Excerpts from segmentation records
## begin

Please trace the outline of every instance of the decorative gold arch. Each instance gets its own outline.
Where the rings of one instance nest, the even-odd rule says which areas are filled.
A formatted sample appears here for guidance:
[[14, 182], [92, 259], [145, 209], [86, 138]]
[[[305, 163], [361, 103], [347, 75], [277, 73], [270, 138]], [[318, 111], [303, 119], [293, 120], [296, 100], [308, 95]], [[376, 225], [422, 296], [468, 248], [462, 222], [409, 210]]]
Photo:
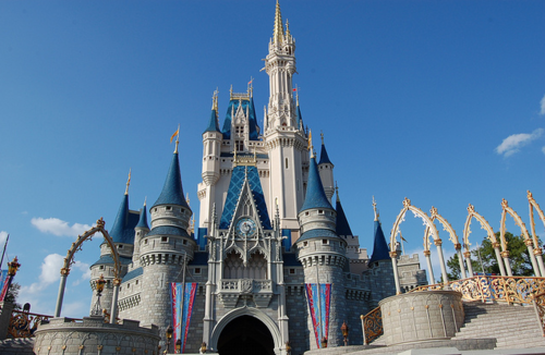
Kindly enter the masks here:
[[[61, 316], [61, 308], [62, 308], [62, 299], [64, 297], [64, 287], [66, 284], [66, 277], [70, 274], [70, 267], [74, 264], [74, 254], [77, 250], [82, 249], [82, 244], [85, 241], [90, 241], [93, 238], [93, 235], [95, 233], [100, 232], [102, 233], [106, 243], [110, 246], [111, 254], [113, 256], [113, 297], [112, 297], [112, 305], [111, 305], [111, 315], [117, 314], [117, 303], [118, 303], [118, 293], [119, 293], [119, 285], [121, 283], [120, 279], [120, 271], [121, 271], [121, 260], [119, 258], [118, 249], [116, 248], [116, 245], [113, 244], [113, 240], [111, 238], [110, 234], [108, 231], [105, 229], [105, 221], [100, 217], [99, 220], [97, 220], [97, 225], [93, 227], [82, 235], [77, 236], [77, 240], [72, 243], [70, 249], [66, 253], [66, 257], [64, 258], [64, 262], [61, 268], [61, 281], [59, 285], [59, 295], [57, 297], [57, 307], [55, 310], [55, 317], [60, 317]], [[114, 322], [116, 317], [111, 317], [110, 322]]]
[[[530, 205], [529, 206], [530, 207], [530, 227], [532, 229], [532, 236], [534, 238], [535, 250], [537, 250], [537, 247], [540, 247], [540, 246], [537, 245], [538, 244], [537, 236], [535, 235], [534, 208], [537, 211], [537, 215], [540, 216], [540, 219], [542, 220], [544, 227], [545, 227], [545, 215], [543, 213], [543, 210], [541, 209], [540, 205], [537, 205], [537, 203], [534, 199], [534, 196], [532, 196], [532, 193], [530, 191], [526, 192], [526, 196], [528, 196], [528, 203]], [[540, 247], [538, 250], [540, 250], [540, 255], [541, 255], [542, 248]]]
[[[409, 198], [403, 199], [403, 208], [401, 209], [401, 212], [399, 212], [398, 218], [396, 219], [396, 222], [393, 223], [393, 227], [391, 229], [391, 234], [390, 234], [390, 253], [396, 252], [396, 236], [399, 233], [399, 224], [405, 220], [405, 213], [407, 211], [410, 210], [413, 212], [414, 217], [420, 217], [422, 221], [424, 222], [424, 225], [426, 227], [426, 240], [427, 235], [429, 232], [432, 233], [432, 236], [434, 241], [439, 241], [439, 232], [437, 232], [437, 228], [435, 228], [434, 222], [429, 219], [429, 217], [420, 208], [414, 207], [411, 205], [411, 200]], [[429, 231], [429, 232], [428, 232]], [[429, 245], [432, 245], [431, 242], [426, 240], [424, 241], [424, 250], [429, 250]]]
[[[481, 229], [486, 231], [488, 240], [492, 242], [492, 246], [494, 247], [494, 250], [496, 253], [496, 259], [498, 260], [498, 266], [501, 276], [505, 277], [506, 270], [499, 253], [500, 243], [498, 243], [498, 241], [496, 240], [496, 234], [494, 234], [494, 230], [492, 229], [488, 221], [486, 221], [483, 216], [479, 215], [477, 211], [475, 211], [475, 207], [473, 207], [473, 205], [471, 204], [468, 206], [468, 218], [465, 219], [465, 224], [463, 225], [463, 248], [465, 249], [463, 256], [468, 260], [468, 269], [472, 273], [470, 277], [473, 276], [473, 269], [471, 267], [471, 243], [470, 243], [471, 220], [473, 218], [476, 219], [479, 223], [481, 223]], [[507, 248], [507, 243], [505, 242], [505, 238], [501, 238], [501, 249], [505, 252], [506, 248]]]
[[[460, 274], [461, 274], [462, 279], [465, 279], [465, 267], [463, 266], [463, 258], [462, 258], [462, 252], [461, 252], [462, 245], [460, 244], [460, 241], [458, 238], [458, 234], [456, 234], [456, 231], [452, 228], [452, 225], [450, 225], [450, 223], [441, 215], [439, 215], [439, 212], [437, 211], [437, 208], [432, 206], [432, 209], [429, 210], [429, 215], [431, 215], [429, 219], [432, 221], [438, 220], [443, 225], [443, 230], [448, 232], [449, 240], [450, 240], [450, 242], [452, 242], [452, 244], [455, 244], [455, 249], [456, 249], [456, 253], [458, 254], [458, 262], [460, 264]], [[424, 234], [424, 255], [426, 254], [426, 252], [425, 252], [426, 245], [429, 248], [431, 244], [432, 244], [432, 242], [429, 242], [429, 229], [426, 228], [426, 232]]]
[[396, 292], [398, 294], [401, 293], [401, 286], [399, 284], [399, 274], [398, 274], [398, 266], [397, 266], [398, 254], [396, 252], [396, 236], [399, 233], [399, 224], [401, 224], [401, 222], [404, 221], [404, 217], [405, 217], [405, 213], [408, 210], [410, 210], [414, 215], [414, 217], [420, 217], [422, 219], [422, 221], [424, 222], [424, 225], [426, 227], [426, 236], [424, 240], [424, 255], [425, 255], [426, 260], [427, 260], [428, 272], [431, 276], [432, 283], [434, 283], [435, 280], [434, 280], [434, 276], [433, 276], [432, 261], [429, 258], [429, 255], [431, 255], [431, 252], [429, 252], [431, 242], [428, 240], [429, 233], [432, 233], [432, 236], [434, 238], [434, 244], [437, 247], [437, 255], [439, 257], [443, 280], [445, 283], [448, 283], [447, 268], [445, 266], [445, 259], [443, 257], [443, 248], [441, 248], [443, 241], [439, 238], [439, 232], [437, 232], [437, 228], [435, 227], [435, 223], [429, 219], [429, 217], [424, 211], [422, 211], [420, 208], [412, 206], [411, 200], [405, 197], [403, 199], [403, 208], [399, 212], [398, 218], [396, 219], [396, 222], [393, 223], [393, 227], [391, 229], [391, 234], [390, 234], [390, 258], [391, 258], [391, 265], [393, 268], [393, 279], [396, 282]]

## end

→ **STATED TASK**
Quote the data above word for word, with the pictures left out.

→ **FINAL RESULT**
Please trace the outline of every instance of the decorative gold arch. Each instance gets its own outline.
Where the rings of one instance nest, the even-odd rule says which areas are filled.
A formatted sample appears here for guidance:
[[14, 182], [92, 259], [145, 209], [86, 138]]
[[[305, 163], [361, 103], [347, 75], [277, 73], [270, 138]], [[318, 111], [303, 119], [293, 120], [296, 100], [308, 95]], [[376, 225], [422, 296], [468, 248], [462, 222], [409, 210]]]
Photo:
Kindly enter the masks here:
[[[61, 316], [61, 308], [62, 308], [62, 299], [64, 297], [64, 287], [66, 284], [66, 277], [70, 274], [70, 267], [74, 264], [74, 254], [77, 250], [82, 249], [82, 244], [85, 241], [90, 241], [93, 238], [93, 235], [95, 233], [100, 232], [102, 233], [106, 243], [110, 246], [111, 254], [113, 256], [113, 297], [112, 297], [112, 305], [111, 305], [111, 315], [117, 314], [117, 303], [118, 303], [118, 293], [119, 293], [119, 285], [121, 283], [120, 279], [120, 271], [121, 271], [121, 260], [119, 258], [118, 249], [116, 248], [116, 245], [113, 244], [113, 240], [111, 238], [110, 234], [108, 231], [105, 229], [105, 221], [100, 217], [99, 220], [97, 220], [97, 225], [93, 227], [82, 235], [77, 236], [77, 240], [72, 243], [70, 249], [66, 253], [66, 257], [64, 258], [64, 262], [61, 268], [61, 281], [59, 285], [59, 295], [57, 297], [57, 307], [55, 310], [55, 317], [60, 317]], [[114, 322], [116, 317], [111, 317], [110, 322]]]
[[[530, 205], [529, 206], [530, 207], [530, 227], [532, 229], [532, 236], [534, 238], [535, 250], [537, 250], [537, 247], [540, 247], [540, 246], [537, 245], [538, 244], [537, 236], [535, 235], [534, 208], [537, 211], [537, 215], [540, 216], [540, 219], [542, 220], [544, 227], [545, 227], [545, 215], [543, 213], [543, 210], [541, 209], [540, 205], [537, 205], [537, 203], [534, 199], [534, 196], [532, 196], [532, 193], [530, 191], [526, 192], [526, 196], [528, 196], [528, 203]], [[540, 247], [538, 250], [540, 250], [540, 255], [541, 255], [542, 248]]]
[[[409, 198], [403, 199], [403, 208], [401, 209], [401, 212], [399, 212], [398, 218], [396, 219], [396, 222], [393, 223], [393, 227], [391, 229], [391, 234], [390, 234], [390, 253], [396, 252], [396, 236], [399, 233], [399, 224], [405, 220], [405, 213], [407, 211], [410, 210], [413, 212], [414, 217], [420, 217], [422, 221], [424, 222], [424, 225], [426, 227], [426, 240], [427, 235], [429, 232], [432, 233], [432, 236], [434, 241], [439, 241], [439, 232], [437, 232], [437, 228], [435, 228], [434, 222], [429, 219], [429, 217], [420, 208], [414, 207], [411, 205], [411, 200]], [[429, 231], [429, 232], [428, 232]], [[429, 245], [432, 245], [431, 242], [426, 240], [424, 241], [424, 250], [429, 250]]]
[[[481, 229], [486, 231], [488, 240], [492, 242], [492, 246], [494, 247], [494, 250], [496, 253], [496, 259], [498, 260], [498, 266], [501, 276], [505, 277], [506, 270], [499, 253], [500, 243], [498, 243], [498, 241], [496, 240], [496, 234], [494, 234], [494, 230], [492, 229], [488, 221], [486, 221], [483, 216], [479, 215], [477, 211], [475, 211], [475, 207], [473, 207], [473, 205], [471, 204], [468, 206], [468, 218], [465, 219], [465, 224], [463, 225], [463, 248], [465, 249], [463, 256], [468, 260], [468, 269], [472, 273], [470, 277], [473, 276], [473, 269], [471, 267], [471, 243], [470, 243], [471, 220], [473, 218], [476, 219], [479, 223], [481, 223]], [[507, 248], [507, 243], [505, 242], [505, 238], [501, 238], [501, 249], [505, 252], [506, 248]]]
[[[460, 274], [461, 274], [462, 279], [465, 279], [465, 267], [463, 266], [463, 258], [462, 258], [462, 252], [461, 252], [462, 245], [460, 244], [460, 241], [458, 238], [458, 234], [456, 234], [456, 231], [452, 228], [452, 225], [450, 225], [450, 223], [441, 215], [439, 215], [439, 212], [437, 211], [437, 208], [432, 206], [432, 209], [429, 210], [429, 215], [431, 215], [429, 219], [432, 221], [438, 220], [443, 225], [443, 230], [448, 232], [449, 240], [450, 240], [450, 242], [452, 242], [452, 244], [455, 244], [455, 249], [456, 249], [456, 253], [458, 254], [458, 262], [460, 264]], [[424, 234], [424, 255], [426, 254], [426, 252], [425, 252], [426, 245], [429, 248], [431, 244], [432, 244], [432, 242], [429, 242], [429, 229], [426, 228], [426, 232]]]
[[396, 292], [398, 294], [401, 293], [401, 286], [399, 284], [399, 274], [398, 274], [398, 266], [397, 266], [398, 254], [396, 252], [396, 236], [399, 233], [399, 224], [401, 224], [401, 222], [404, 221], [404, 217], [405, 217], [405, 213], [408, 210], [410, 210], [414, 215], [414, 217], [420, 217], [422, 219], [422, 221], [424, 222], [424, 225], [426, 227], [426, 236], [424, 240], [424, 255], [425, 255], [426, 260], [427, 260], [428, 272], [431, 276], [432, 283], [434, 283], [435, 280], [434, 280], [434, 276], [433, 276], [432, 261], [429, 258], [429, 255], [431, 255], [431, 252], [429, 252], [431, 242], [428, 240], [429, 233], [432, 233], [432, 236], [434, 238], [434, 244], [437, 247], [437, 255], [439, 257], [443, 280], [445, 283], [448, 283], [447, 268], [445, 266], [445, 259], [443, 257], [443, 248], [441, 248], [443, 241], [439, 238], [439, 232], [437, 232], [437, 228], [435, 227], [435, 223], [429, 219], [429, 217], [424, 211], [422, 211], [420, 208], [412, 206], [411, 200], [405, 197], [403, 199], [403, 208], [399, 212], [398, 218], [396, 219], [396, 222], [393, 223], [393, 227], [391, 229], [391, 234], [390, 234], [390, 258], [391, 258], [391, 265], [393, 268], [393, 279], [396, 282]]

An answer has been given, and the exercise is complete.